## Objective
Set out the lines of the data below as a numbered list with blank lines dropped, beginning at the first line and stopping after the line that contains "pixel 440 168".

Excerpts from a pointing dataset:
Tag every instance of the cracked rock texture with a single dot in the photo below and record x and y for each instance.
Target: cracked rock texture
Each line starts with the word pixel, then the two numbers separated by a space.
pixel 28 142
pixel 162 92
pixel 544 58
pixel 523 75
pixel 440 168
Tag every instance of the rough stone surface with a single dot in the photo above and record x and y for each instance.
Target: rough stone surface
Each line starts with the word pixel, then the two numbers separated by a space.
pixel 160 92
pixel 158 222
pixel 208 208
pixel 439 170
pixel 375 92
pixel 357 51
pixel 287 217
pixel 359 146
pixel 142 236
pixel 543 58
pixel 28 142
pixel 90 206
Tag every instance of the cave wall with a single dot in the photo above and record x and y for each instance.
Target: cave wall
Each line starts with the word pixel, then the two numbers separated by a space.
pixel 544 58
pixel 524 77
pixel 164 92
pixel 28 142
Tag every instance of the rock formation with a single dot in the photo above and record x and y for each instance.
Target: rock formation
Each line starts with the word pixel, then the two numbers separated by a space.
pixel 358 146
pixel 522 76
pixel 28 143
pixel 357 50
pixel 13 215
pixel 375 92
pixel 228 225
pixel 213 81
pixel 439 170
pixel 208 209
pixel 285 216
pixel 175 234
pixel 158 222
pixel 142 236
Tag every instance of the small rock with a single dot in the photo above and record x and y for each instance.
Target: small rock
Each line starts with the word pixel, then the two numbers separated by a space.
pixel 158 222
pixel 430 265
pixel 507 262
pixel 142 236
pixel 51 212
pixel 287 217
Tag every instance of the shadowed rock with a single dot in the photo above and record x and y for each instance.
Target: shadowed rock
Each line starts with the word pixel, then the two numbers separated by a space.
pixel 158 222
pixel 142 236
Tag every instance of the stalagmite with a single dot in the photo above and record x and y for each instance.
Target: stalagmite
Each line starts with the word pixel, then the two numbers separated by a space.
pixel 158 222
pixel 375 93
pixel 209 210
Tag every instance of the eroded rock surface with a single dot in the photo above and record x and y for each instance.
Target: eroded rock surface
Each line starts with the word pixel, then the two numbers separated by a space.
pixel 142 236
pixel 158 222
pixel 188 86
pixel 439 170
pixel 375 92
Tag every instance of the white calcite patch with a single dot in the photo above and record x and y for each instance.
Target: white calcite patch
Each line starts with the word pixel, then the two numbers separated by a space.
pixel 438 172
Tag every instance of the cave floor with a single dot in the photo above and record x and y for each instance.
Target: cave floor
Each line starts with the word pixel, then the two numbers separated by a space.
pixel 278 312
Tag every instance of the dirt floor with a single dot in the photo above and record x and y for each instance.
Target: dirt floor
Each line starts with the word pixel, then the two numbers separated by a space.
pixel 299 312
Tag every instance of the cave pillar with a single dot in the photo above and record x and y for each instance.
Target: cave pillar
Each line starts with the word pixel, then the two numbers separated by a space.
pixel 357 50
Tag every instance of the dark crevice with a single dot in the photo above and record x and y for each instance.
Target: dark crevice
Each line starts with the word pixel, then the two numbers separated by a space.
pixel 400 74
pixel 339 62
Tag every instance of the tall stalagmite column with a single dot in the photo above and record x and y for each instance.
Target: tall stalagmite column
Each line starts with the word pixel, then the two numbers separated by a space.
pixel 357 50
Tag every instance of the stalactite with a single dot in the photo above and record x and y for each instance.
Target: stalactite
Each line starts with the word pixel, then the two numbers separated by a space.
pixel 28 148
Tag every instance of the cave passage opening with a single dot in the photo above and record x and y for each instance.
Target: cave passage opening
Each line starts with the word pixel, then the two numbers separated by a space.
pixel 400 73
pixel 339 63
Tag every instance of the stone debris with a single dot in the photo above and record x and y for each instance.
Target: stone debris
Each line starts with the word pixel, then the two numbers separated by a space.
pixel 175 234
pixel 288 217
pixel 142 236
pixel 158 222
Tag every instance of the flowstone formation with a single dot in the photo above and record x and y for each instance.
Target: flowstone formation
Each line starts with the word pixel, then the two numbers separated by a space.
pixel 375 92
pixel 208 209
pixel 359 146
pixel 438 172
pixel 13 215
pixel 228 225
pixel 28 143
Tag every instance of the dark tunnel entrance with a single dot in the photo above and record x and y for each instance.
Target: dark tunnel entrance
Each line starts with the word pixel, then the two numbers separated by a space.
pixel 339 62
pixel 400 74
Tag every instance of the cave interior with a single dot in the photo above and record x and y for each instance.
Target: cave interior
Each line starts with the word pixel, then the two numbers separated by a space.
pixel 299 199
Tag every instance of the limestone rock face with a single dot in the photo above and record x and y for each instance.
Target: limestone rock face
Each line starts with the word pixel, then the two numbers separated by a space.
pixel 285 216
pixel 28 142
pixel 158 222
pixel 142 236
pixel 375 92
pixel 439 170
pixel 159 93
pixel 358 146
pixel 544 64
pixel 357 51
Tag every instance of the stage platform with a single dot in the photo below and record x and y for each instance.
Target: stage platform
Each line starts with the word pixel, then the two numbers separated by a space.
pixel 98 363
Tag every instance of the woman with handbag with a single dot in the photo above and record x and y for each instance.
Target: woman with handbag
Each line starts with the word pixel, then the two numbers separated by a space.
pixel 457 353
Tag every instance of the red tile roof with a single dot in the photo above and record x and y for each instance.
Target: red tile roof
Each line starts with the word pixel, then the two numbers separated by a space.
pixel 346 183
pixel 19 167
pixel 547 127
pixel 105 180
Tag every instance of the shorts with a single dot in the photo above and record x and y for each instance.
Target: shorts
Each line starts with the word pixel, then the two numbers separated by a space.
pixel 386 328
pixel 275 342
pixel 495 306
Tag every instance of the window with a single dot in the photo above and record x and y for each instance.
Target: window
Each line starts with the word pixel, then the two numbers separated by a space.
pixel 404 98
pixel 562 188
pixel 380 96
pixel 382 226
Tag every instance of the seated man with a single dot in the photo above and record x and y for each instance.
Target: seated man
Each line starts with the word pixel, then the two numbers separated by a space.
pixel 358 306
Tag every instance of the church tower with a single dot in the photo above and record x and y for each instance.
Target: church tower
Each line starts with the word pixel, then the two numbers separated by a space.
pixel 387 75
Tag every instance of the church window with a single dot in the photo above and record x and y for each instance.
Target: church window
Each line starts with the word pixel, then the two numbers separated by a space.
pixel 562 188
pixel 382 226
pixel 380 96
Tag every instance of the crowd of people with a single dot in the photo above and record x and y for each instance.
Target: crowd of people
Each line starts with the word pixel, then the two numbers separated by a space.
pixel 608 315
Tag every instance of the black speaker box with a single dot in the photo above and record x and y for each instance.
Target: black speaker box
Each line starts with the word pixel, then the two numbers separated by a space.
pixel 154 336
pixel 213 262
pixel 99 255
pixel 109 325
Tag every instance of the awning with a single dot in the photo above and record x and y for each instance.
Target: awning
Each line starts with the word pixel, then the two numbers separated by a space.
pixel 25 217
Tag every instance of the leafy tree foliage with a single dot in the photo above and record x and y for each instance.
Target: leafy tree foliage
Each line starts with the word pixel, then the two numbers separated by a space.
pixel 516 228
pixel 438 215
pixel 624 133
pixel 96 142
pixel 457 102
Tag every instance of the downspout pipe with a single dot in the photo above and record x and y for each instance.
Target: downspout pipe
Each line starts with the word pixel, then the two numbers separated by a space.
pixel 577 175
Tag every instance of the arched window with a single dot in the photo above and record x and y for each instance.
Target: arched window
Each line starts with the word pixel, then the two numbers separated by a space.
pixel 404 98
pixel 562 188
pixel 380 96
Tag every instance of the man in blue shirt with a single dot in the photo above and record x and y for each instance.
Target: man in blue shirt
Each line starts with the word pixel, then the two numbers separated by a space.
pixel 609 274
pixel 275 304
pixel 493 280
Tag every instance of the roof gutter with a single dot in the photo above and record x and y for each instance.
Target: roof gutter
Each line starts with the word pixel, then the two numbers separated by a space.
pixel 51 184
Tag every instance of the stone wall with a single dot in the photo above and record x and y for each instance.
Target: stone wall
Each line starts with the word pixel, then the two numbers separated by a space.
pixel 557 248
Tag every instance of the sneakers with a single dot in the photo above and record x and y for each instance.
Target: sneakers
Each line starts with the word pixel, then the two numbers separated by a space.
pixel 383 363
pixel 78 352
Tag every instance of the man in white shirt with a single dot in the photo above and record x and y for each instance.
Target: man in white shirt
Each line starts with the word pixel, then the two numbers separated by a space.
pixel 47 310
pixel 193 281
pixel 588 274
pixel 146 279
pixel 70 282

## Answer to this problem
1. Tag every instance of the cracked rock texture with a single dot in the photo below and record x and y for each instance.
2. Target: cracked rock texture
3. Each line starts with the word pixel, then the two numbers separated by a space.
4. pixel 28 142
5. pixel 162 92
6. pixel 544 58
7. pixel 523 75
8. pixel 440 168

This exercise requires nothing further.